Items from a dataset

:::

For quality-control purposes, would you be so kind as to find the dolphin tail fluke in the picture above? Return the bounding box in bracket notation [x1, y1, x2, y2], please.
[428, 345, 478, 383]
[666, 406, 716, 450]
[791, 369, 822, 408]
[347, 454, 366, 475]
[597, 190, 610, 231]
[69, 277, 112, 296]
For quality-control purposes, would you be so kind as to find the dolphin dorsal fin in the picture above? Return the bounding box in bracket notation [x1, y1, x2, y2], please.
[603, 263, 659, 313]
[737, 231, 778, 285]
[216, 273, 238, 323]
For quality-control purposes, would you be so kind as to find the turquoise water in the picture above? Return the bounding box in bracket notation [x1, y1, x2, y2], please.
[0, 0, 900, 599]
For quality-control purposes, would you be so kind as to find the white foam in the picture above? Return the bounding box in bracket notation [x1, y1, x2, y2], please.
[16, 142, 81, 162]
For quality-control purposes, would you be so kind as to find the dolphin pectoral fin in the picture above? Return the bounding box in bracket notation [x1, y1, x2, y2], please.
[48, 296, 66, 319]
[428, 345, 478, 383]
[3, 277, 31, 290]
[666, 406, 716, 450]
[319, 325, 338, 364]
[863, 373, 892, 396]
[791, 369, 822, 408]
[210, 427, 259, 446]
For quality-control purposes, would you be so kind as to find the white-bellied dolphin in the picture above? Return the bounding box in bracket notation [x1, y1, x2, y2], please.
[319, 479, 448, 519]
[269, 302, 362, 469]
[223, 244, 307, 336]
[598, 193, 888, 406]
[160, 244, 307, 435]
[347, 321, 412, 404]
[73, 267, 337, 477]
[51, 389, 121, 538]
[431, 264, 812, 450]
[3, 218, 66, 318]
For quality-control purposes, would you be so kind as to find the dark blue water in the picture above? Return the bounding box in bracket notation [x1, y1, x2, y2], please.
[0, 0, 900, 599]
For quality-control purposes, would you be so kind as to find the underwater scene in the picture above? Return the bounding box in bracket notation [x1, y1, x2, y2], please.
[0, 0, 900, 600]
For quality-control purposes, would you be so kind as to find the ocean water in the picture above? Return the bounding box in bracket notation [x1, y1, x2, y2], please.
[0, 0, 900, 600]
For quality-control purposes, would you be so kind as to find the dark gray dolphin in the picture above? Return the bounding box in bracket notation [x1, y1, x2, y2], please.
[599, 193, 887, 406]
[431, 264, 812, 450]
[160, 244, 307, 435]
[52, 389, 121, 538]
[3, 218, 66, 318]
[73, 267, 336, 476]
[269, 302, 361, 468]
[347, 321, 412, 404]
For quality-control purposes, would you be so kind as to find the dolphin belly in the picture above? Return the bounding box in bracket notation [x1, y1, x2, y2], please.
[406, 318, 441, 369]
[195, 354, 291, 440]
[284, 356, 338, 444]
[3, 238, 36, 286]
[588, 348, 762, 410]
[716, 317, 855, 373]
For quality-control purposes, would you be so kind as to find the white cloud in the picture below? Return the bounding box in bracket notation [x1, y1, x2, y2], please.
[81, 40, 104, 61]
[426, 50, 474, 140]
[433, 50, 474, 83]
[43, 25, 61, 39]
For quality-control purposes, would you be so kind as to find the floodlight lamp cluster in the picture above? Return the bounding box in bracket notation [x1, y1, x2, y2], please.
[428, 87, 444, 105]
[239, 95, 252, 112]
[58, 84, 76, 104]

:::

# Exercise instructions
State only the number of lines above that contain the word "dark".

# Answer for this exercise
2